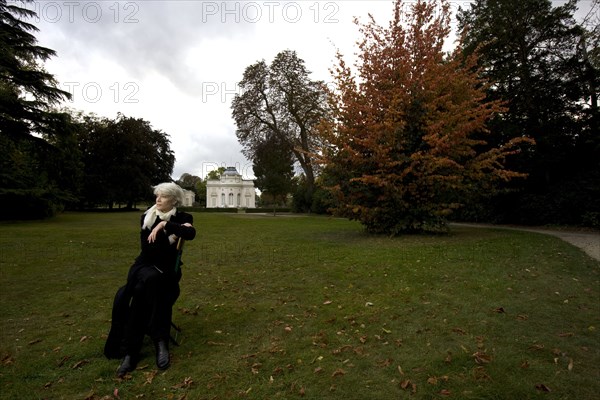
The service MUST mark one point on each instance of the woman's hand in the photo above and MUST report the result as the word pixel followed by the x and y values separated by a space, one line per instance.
pixel 152 237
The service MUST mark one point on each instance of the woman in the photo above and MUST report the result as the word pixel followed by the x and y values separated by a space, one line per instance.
pixel 144 304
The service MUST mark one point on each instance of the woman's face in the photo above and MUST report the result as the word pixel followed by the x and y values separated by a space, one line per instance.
pixel 164 203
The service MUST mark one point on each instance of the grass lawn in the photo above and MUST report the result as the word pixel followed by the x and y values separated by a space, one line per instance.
pixel 294 307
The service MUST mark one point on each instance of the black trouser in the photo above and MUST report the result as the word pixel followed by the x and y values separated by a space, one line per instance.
pixel 153 295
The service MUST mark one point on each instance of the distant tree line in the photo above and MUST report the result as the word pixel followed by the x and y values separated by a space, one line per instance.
pixel 503 129
pixel 53 159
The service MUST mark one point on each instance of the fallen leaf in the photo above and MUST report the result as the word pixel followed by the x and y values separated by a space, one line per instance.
pixel 448 358
pixel 542 387
pixel 459 331
pixel 338 372
pixel 79 364
pixel 8 360
pixel 566 334
pixel 482 358
pixel 149 376
pixel 187 382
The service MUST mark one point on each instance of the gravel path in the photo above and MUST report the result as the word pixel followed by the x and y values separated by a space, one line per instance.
pixel 589 242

Task goal ▸ Please write out the rows above word for word, starting at the line containing "of the distant" and continuing through the last line of the rows.

Final answer ▸
The service MUST mark one point on each instance of the distant tree line in the photo above and MUST report the result as the word pixel followed by the x and y values separated by a space, one line per instance.
pixel 503 129
pixel 53 159
The service MUST mark one point on each instance of the fallen leaf in the photo above and MUST report the result as the word pixel followed by the x and y values separated by a space, one line per instance.
pixel 448 358
pixel 542 387
pixel 459 331
pixel 338 372
pixel 79 364
pixel 8 360
pixel 566 334
pixel 482 358
pixel 149 376
pixel 187 382
The service MUST mark one point on each instance of the gravel path in the photo above and MUST report the result as the word pixel followed by the x and y values separated by a space, one line per instance.
pixel 589 242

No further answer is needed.